[[ Extracted entries, beginning ]]
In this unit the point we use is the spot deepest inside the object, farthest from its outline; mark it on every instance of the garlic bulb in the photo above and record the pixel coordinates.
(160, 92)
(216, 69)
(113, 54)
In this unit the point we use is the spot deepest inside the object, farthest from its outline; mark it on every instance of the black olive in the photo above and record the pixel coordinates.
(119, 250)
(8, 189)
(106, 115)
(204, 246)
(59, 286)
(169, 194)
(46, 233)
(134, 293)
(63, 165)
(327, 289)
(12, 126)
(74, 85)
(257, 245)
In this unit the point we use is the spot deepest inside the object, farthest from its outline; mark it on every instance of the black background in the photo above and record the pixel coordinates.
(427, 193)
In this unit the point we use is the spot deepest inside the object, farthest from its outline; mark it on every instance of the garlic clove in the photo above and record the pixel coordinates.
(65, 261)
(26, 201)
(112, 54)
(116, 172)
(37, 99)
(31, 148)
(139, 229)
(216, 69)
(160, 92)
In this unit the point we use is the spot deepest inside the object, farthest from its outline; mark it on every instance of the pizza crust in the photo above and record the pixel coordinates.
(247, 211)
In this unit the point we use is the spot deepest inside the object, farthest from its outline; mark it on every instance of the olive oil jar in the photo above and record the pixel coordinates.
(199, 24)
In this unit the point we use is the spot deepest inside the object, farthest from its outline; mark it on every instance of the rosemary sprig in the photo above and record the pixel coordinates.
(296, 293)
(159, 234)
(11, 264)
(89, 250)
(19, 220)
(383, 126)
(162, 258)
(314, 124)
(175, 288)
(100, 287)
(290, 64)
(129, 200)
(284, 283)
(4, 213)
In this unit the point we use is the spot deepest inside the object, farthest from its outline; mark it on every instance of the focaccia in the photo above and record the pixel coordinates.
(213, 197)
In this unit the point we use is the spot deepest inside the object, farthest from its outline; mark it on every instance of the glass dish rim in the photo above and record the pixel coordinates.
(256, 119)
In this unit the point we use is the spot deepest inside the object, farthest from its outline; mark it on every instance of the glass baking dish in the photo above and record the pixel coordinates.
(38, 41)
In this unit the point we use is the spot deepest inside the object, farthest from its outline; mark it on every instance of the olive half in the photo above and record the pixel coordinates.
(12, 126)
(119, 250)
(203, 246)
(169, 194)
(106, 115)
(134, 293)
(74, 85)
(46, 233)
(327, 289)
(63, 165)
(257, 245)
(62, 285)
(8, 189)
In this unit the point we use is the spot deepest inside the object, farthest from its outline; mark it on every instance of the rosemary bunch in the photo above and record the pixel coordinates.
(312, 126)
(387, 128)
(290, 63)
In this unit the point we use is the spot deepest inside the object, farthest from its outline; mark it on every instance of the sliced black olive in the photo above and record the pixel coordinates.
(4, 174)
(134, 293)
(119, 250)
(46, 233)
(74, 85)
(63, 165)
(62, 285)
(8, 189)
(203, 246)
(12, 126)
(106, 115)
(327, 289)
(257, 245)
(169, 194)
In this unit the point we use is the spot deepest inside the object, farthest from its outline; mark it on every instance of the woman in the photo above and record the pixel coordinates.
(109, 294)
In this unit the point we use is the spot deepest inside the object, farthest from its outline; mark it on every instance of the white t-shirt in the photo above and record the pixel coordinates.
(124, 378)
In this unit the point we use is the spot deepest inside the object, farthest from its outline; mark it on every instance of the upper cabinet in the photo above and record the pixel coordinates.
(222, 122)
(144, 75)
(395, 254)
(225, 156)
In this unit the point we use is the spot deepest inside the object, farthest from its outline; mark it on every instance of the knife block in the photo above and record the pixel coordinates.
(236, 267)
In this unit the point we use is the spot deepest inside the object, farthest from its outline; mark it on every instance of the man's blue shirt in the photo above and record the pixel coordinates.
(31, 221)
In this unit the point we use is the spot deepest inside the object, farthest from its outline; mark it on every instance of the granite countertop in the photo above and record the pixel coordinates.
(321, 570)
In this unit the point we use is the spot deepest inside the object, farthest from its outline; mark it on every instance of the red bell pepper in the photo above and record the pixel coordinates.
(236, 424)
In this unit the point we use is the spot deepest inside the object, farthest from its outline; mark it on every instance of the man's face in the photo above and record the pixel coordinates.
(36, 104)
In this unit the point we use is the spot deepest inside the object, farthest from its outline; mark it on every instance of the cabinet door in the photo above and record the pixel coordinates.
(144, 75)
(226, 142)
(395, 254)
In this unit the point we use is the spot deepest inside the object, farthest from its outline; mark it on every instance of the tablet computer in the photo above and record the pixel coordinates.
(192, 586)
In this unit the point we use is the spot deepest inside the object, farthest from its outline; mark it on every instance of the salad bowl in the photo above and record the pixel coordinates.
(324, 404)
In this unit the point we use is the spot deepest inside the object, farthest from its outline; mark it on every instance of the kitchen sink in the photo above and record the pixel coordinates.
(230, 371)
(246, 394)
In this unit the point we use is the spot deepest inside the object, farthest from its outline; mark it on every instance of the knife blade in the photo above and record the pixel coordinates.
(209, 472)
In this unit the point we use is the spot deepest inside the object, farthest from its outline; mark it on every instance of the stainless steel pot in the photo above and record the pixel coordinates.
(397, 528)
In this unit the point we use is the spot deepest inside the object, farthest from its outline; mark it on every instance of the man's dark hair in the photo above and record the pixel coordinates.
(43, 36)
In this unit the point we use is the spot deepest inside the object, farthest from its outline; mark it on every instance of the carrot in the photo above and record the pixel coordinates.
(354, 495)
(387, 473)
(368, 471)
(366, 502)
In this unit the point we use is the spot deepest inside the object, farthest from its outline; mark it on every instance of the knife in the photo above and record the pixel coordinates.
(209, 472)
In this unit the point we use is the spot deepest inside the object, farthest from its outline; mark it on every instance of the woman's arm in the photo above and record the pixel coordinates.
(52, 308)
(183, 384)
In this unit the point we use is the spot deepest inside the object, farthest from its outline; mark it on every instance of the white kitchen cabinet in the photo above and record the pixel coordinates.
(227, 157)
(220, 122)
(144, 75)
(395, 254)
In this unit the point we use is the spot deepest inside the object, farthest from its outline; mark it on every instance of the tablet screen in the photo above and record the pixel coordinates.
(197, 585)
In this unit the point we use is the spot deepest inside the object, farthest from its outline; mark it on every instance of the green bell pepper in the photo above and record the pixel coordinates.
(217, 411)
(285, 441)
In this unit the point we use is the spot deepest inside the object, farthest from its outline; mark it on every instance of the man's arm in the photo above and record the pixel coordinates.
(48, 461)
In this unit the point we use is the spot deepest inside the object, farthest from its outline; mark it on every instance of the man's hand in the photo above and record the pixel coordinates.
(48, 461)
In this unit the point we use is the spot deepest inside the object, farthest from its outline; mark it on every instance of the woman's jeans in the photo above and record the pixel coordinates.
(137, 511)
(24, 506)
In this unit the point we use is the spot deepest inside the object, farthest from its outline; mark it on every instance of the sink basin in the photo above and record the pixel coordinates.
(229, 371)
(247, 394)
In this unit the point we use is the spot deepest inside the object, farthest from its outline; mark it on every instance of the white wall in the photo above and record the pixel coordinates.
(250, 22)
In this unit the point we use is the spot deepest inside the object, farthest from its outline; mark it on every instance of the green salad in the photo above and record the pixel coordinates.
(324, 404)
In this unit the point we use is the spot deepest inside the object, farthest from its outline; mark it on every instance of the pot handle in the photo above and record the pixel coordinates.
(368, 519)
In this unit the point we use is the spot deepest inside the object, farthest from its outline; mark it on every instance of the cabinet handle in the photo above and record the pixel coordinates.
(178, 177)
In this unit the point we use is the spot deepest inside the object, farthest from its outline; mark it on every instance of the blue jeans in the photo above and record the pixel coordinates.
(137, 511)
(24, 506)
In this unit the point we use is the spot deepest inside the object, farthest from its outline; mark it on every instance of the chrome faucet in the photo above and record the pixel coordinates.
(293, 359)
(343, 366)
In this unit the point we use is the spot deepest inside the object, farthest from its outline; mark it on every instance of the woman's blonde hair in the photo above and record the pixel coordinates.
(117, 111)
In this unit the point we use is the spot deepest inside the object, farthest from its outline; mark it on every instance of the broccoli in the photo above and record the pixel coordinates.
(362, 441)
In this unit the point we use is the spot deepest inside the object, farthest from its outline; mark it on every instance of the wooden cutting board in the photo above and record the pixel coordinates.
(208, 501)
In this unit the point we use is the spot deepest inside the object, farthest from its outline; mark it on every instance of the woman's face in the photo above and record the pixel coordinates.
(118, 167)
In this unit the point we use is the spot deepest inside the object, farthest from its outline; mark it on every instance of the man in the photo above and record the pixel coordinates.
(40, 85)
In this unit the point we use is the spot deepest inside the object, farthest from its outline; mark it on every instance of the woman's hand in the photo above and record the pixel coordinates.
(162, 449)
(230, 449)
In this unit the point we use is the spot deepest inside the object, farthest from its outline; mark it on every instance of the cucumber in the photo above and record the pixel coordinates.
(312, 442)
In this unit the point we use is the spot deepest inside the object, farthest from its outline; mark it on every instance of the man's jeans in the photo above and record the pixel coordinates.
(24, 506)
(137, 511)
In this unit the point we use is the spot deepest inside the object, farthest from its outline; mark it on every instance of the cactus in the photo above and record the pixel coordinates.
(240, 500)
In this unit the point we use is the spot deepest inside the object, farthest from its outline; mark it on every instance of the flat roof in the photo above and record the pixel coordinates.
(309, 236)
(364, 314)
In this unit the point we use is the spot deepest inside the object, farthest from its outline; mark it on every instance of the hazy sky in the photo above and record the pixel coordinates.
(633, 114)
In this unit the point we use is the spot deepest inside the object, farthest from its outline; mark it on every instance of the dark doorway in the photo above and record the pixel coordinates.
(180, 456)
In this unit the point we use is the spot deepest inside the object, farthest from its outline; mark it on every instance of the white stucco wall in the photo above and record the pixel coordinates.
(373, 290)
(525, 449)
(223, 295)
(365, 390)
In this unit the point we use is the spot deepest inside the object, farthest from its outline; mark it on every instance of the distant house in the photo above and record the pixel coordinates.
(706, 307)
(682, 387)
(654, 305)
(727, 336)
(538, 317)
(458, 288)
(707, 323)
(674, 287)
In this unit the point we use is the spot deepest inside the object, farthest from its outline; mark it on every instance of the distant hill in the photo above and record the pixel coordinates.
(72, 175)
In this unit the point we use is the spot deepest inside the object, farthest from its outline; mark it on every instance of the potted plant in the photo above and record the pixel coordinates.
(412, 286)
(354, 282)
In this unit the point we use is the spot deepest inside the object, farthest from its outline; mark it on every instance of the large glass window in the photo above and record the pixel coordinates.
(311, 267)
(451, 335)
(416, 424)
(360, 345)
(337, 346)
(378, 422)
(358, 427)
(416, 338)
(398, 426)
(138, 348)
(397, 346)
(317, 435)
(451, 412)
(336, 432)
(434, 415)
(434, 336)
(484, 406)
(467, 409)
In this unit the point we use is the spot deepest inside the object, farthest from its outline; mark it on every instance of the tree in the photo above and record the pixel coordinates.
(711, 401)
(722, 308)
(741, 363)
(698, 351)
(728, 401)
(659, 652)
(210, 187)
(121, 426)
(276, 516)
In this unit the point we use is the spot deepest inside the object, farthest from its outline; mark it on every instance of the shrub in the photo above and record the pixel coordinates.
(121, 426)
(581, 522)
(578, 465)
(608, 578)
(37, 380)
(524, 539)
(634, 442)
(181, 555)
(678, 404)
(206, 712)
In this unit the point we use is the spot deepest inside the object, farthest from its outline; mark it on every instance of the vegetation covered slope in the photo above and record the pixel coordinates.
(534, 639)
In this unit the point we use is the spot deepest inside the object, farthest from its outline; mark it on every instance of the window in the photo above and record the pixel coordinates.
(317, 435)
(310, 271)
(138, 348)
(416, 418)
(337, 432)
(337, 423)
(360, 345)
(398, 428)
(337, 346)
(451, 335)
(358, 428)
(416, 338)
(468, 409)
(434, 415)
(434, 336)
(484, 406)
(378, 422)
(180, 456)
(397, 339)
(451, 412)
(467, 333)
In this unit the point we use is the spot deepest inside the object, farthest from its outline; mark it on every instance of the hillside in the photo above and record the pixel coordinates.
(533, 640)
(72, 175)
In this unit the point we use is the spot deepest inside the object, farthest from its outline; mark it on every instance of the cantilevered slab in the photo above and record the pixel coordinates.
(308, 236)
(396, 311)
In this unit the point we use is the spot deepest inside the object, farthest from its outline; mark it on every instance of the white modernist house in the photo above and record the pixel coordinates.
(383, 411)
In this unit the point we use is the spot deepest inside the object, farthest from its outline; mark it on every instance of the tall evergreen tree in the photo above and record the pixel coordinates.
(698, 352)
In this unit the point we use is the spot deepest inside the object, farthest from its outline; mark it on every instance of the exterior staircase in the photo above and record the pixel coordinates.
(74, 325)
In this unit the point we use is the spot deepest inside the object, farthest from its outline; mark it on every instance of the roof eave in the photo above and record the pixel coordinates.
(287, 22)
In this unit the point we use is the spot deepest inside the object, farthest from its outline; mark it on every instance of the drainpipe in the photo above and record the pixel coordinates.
[[ Extracted entries, end ]]
Please set down exactly the lines running from the one with "of the tall" to the last line of the entries above, both of them included, and no others.

§ Solution for this task:
In this unit the point we use is the spot deepest inside the object, farthest from its outline; mark it on every instance of the tall evergreen tree in the photo above and record the pixel coordinates.
(698, 352)
In this unit the point we use is the spot deepest inside the object, farthest from its outline; mark it on every instance of the exterior staircase in the photo above and record the pixel coordinates.
(74, 325)
In this unit the point we use is the spot deepest inside the object, farthest from its outline; mark it on every instance of the roof eave in the photo above and record the pixel coordinates.
(287, 22)
In this unit the point we use is the spot deepest inside the object, farthest from its outline; mark it on every instance of the drainpipe in the photo above and record the pixel coordinates.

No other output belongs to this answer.